Coordinate annotation records:
::::::::

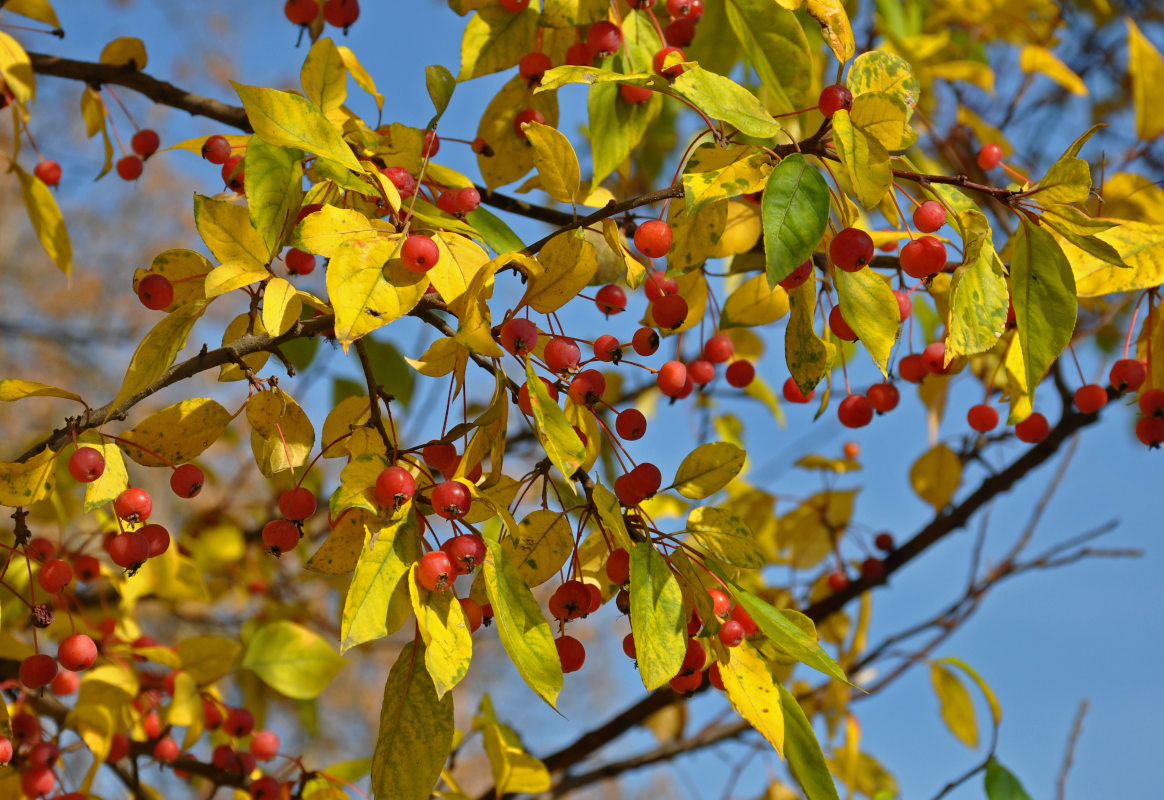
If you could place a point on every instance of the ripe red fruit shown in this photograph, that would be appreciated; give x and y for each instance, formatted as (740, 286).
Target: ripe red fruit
(604, 39)
(186, 480)
(129, 550)
(281, 536)
(129, 168)
(854, 411)
(533, 65)
(631, 424)
(669, 311)
(297, 504)
(217, 149)
(989, 156)
(155, 291)
(395, 487)
(1091, 397)
(835, 98)
(77, 652)
(1127, 375)
(86, 465)
(48, 171)
(55, 575)
(419, 254)
(618, 566)
(671, 377)
(519, 335)
(134, 504)
(144, 142)
(527, 115)
(929, 217)
(653, 239)
(794, 395)
(451, 500)
(838, 325)
(300, 12)
(1033, 429)
(739, 374)
(922, 257)
(982, 417)
(570, 653)
(851, 249)
(645, 341)
(610, 299)
(37, 671)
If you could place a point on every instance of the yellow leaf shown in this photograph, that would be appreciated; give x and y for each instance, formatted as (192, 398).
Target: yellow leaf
(1035, 58)
(290, 120)
(177, 433)
(753, 693)
(936, 475)
(125, 51)
(1147, 70)
(28, 482)
(45, 218)
(558, 164)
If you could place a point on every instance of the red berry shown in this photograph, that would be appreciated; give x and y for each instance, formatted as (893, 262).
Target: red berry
(854, 411)
(610, 299)
(451, 500)
(48, 171)
(923, 257)
(419, 254)
(989, 156)
(186, 480)
(1034, 429)
(982, 417)
(835, 98)
(929, 217)
(570, 653)
(884, 397)
(217, 149)
(77, 652)
(653, 239)
(519, 335)
(739, 374)
(134, 504)
(527, 115)
(395, 487)
(86, 465)
(155, 291)
(631, 424)
(1091, 397)
(851, 249)
(144, 142)
(604, 37)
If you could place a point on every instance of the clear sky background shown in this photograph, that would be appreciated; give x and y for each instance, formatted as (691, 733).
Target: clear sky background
(1043, 642)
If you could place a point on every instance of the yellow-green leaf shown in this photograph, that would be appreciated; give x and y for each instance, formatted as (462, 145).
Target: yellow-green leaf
(291, 659)
(658, 617)
(936, 475)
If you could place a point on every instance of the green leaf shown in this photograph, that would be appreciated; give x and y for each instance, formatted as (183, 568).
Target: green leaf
(291, 120)
(1001, 785)
(978, 292)
(871, 309)
(520, 624)
(708, 468)
(292, 660)
(795, 210)
(658, 617)
(1043, 291)
(803, 751)
(416, 731)
(723, 99)
(274, 190)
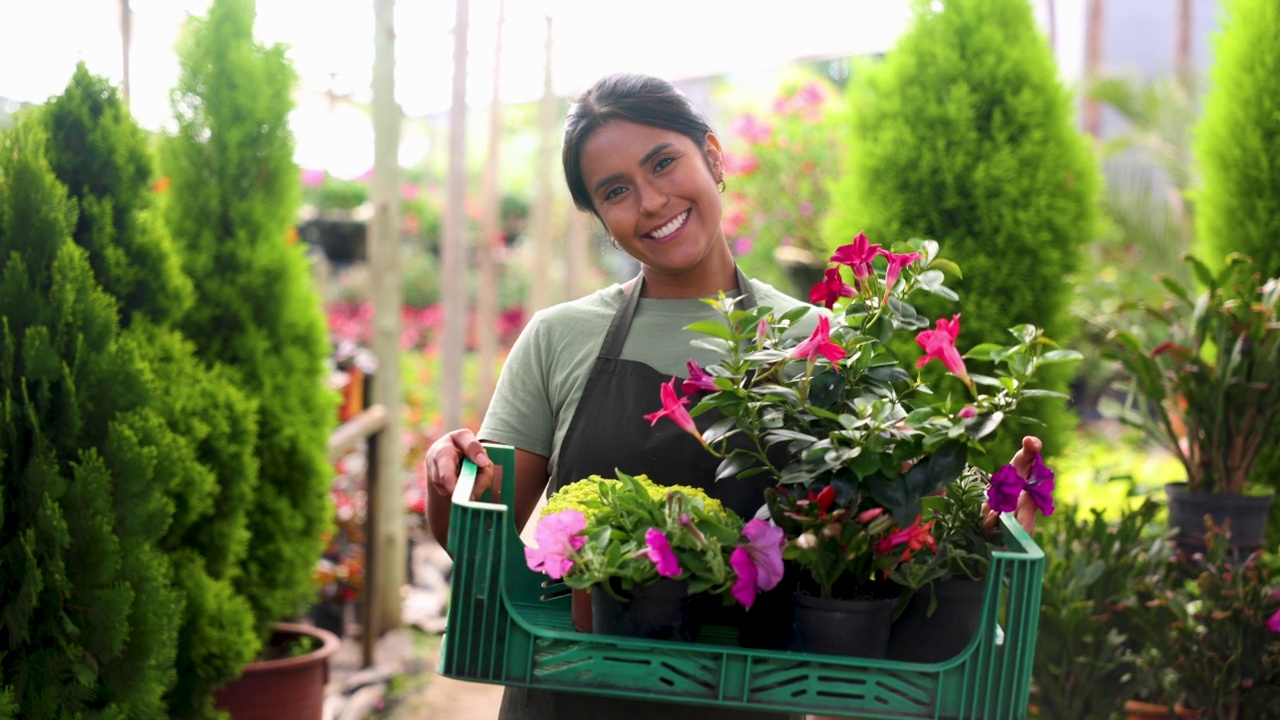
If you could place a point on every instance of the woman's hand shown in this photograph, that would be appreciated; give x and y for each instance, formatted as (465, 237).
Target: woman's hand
(1027, 510)
(443, 463)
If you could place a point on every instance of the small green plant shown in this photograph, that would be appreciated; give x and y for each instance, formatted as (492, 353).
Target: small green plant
(1087, 605)
(1212, 641)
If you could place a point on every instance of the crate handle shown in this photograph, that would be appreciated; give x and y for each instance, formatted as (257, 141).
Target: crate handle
(466, 486)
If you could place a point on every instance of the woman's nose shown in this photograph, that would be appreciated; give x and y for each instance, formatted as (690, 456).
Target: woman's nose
(652, 199)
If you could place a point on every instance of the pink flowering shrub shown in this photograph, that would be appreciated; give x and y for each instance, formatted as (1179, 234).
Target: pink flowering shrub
(627, 532)
(850, 431)
(778, 162)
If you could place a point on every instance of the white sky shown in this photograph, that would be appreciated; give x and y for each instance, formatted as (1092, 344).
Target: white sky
(332, 48)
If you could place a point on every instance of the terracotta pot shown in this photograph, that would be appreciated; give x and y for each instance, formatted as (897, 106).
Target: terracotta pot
(286, 688)
(1138, 710)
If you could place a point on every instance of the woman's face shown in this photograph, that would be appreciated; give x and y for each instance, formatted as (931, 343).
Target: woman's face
(657, 195)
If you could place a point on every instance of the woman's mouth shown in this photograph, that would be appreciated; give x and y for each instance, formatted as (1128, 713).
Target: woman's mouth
(667, 229)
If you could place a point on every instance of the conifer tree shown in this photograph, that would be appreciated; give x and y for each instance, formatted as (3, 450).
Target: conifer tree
(964, 133)
(1237, 144)
(100, 153)
(232, 204)
(87, 606)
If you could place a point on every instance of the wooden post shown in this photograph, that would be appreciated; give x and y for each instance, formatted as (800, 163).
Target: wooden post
(126, 46)
(1095, 41)
(490, 232)
(453, 246)
(540, 219)
(385, 515)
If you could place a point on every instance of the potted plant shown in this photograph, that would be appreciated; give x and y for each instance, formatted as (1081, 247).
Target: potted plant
(1211, 641)
(844, 423)
(944, 588)
(1203, 379)
(648, 552)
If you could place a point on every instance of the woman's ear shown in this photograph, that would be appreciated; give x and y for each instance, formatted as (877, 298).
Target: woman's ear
(714, 156)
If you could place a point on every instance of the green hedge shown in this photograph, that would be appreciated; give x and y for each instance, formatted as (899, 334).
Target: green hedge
(964, 133)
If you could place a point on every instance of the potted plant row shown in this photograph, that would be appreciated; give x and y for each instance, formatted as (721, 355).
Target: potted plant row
(1202, 378)
(882, 487)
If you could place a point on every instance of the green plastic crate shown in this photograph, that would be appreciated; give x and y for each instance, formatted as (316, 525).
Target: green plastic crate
(512, 627)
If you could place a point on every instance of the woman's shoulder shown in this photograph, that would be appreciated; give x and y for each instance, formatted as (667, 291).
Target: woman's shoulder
(590, 309)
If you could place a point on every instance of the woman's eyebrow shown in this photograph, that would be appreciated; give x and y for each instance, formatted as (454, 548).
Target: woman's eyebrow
(657, 150)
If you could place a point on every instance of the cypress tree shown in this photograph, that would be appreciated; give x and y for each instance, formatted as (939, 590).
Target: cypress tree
(964, 133)
(234, 191)
(1237, 142)
(87, 607)
(100, 153)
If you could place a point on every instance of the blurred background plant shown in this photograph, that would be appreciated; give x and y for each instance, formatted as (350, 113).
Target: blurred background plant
(778, 164)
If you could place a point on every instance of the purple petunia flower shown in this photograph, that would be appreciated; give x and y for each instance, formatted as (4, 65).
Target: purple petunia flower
(661, 554)
(1005, 487)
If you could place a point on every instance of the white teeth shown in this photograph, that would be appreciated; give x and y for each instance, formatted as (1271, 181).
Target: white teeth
(670, 227)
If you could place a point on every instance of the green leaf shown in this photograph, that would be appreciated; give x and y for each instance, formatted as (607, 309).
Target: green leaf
(712, 328)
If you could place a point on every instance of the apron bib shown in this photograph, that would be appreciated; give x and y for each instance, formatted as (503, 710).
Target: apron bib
(608, 433)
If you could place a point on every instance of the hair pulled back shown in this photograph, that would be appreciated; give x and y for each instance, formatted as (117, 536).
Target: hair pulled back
(644, 100)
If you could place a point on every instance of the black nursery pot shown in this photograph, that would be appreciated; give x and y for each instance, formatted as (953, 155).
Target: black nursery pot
(662, 611)
(918, 637)
(854, 628)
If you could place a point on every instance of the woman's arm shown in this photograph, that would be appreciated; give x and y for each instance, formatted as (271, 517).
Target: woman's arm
(443, 464)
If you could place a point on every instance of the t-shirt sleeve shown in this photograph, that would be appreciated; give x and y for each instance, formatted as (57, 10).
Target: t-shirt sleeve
(520, 411)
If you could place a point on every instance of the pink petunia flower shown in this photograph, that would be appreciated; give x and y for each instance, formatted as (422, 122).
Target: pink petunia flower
(661, 554)
(858, 256)
(698, 381)
(819, 343)
(758, 563)
(941, 343)
(557, 537)
(831, 288)
(896, 261)
(673, 408)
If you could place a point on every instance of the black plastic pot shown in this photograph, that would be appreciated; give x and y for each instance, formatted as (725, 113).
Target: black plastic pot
(919, 637)
(855, 628)
(1246, 515)
(663, 610)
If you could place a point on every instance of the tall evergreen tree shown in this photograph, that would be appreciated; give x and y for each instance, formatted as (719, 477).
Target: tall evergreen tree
(1237, 145)
(233, 197)
(100, 153)
(87, 607)
(964, 133)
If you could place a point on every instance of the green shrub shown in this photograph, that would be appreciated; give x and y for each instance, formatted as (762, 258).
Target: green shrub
(965, 135)
(1237, 145)
(1091, 565)
(232, 203)
(101, 155)
(88, 470)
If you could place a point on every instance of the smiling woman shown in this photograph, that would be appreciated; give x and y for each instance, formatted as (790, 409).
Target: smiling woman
(580, 379)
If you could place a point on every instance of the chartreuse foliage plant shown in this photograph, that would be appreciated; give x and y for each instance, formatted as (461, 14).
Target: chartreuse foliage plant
(1235, 145)
(231, 206)
(965, 133)
(100, 154)
(87, 601)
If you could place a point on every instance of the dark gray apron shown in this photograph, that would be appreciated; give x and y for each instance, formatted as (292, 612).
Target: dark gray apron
(608, 433)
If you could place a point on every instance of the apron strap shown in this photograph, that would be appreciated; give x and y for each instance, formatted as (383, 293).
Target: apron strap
(621, 324)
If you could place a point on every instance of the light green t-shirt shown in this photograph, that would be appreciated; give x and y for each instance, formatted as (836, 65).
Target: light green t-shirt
(547, 369)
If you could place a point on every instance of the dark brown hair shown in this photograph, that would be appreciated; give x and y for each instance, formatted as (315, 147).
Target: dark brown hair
(640, 99)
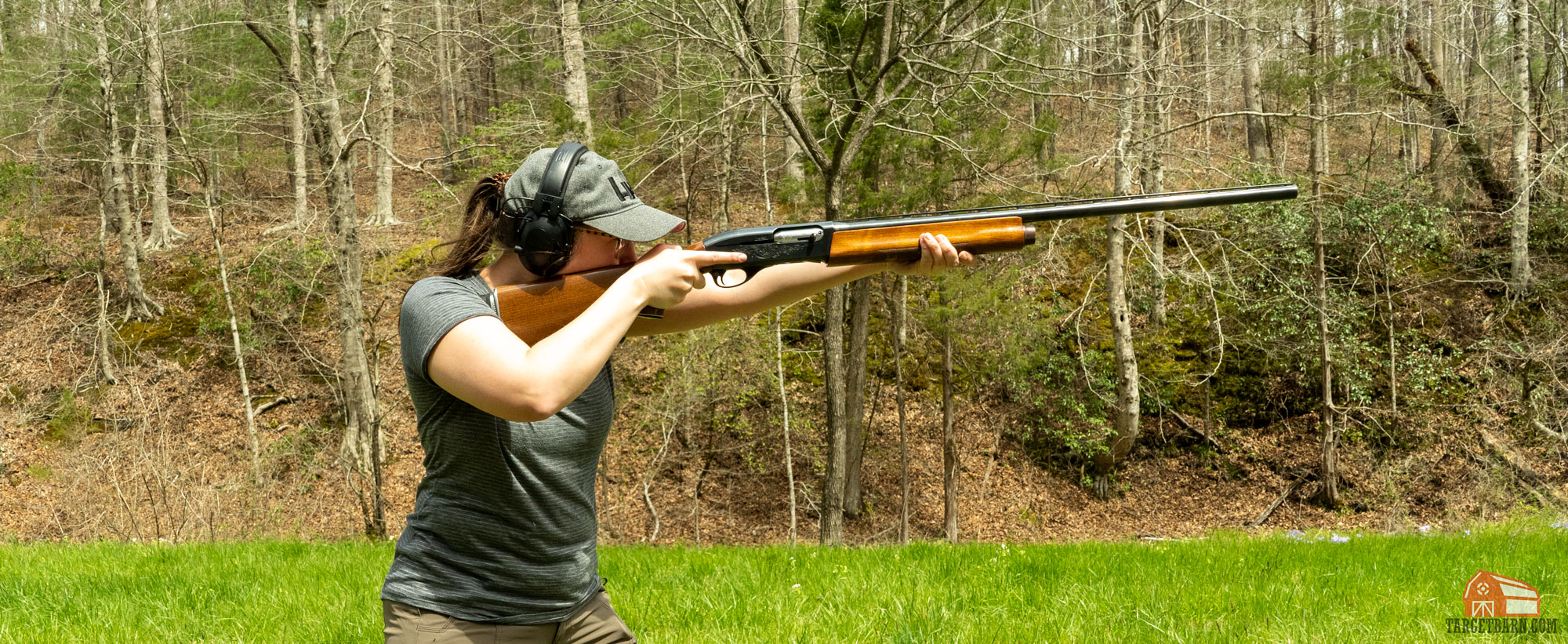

::::::::

Retype, with no changes, the lines in the entries above from the line with "as (350, 113)." to the line with "(1005, 487)", both of those lines included.

If you could place a point on every instance of the blurred background plant shown in this photograph, that would be appreciated; give x and y for each instance, formatted as (350, 113).
Target: blurred background plant
(778, 164)
If you could place a point on every instance of the purple petunia flower shown in this photograph, that would be appreciated; give x and y for each instance, formatted as (4, 65).
Target: purple petunia flower
(661, 554)
(1005, 487)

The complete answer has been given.